◆ PROBLEM ◆
Copy everything in the records below from the line containing "The query is: blue surgical gown" down to the end of the records, keeping each line exactly as it is.

◆ DATA FOR THIS TASK ◆

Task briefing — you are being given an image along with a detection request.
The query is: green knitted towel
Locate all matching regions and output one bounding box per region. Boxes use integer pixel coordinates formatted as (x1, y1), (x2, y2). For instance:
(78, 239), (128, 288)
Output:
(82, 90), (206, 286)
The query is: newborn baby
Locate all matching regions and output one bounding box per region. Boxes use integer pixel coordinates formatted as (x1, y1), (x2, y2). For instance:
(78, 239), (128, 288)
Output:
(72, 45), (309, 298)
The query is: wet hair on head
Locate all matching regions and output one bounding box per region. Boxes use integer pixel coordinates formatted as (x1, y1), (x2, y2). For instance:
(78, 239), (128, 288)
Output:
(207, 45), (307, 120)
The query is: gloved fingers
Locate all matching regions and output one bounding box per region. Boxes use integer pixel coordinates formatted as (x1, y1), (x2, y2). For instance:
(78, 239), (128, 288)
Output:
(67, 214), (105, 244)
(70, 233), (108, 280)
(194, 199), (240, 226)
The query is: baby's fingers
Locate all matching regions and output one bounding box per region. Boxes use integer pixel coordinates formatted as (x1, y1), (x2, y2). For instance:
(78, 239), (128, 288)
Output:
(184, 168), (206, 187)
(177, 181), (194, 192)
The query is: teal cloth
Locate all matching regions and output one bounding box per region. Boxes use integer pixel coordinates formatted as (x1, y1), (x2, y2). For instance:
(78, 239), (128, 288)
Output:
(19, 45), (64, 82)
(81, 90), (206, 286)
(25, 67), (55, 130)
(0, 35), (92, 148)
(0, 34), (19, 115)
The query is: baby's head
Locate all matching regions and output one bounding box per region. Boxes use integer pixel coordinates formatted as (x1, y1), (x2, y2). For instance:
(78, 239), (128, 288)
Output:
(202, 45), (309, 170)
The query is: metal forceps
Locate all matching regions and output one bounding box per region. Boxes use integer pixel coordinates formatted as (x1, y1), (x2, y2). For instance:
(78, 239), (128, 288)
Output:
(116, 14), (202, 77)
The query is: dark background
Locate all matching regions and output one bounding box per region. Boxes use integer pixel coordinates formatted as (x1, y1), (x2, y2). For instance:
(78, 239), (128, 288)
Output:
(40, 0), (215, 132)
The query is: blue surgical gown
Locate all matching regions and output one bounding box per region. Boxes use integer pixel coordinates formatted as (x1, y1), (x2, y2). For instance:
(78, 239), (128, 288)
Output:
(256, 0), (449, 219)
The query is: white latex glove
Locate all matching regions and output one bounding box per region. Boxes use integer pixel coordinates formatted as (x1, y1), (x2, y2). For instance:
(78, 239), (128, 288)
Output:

◆ RESPONSE ◆
The query is: blue surgical gown
Locate all matching regions and output one bounding box per region. Boxes use integer pixel coordinates formatted as (x1, y1), (x2, y2). For instance:
(78, 239), (128, 288)
Output:
(256, 0), (449, 219)
The query is: white latex glove
Locate all matching regions and output one bounding box per region. Boxes use integer pixel coordinates formatted as (x1, y1), (x2, y2). For instance:
(78, 239), (128, 288)
Output:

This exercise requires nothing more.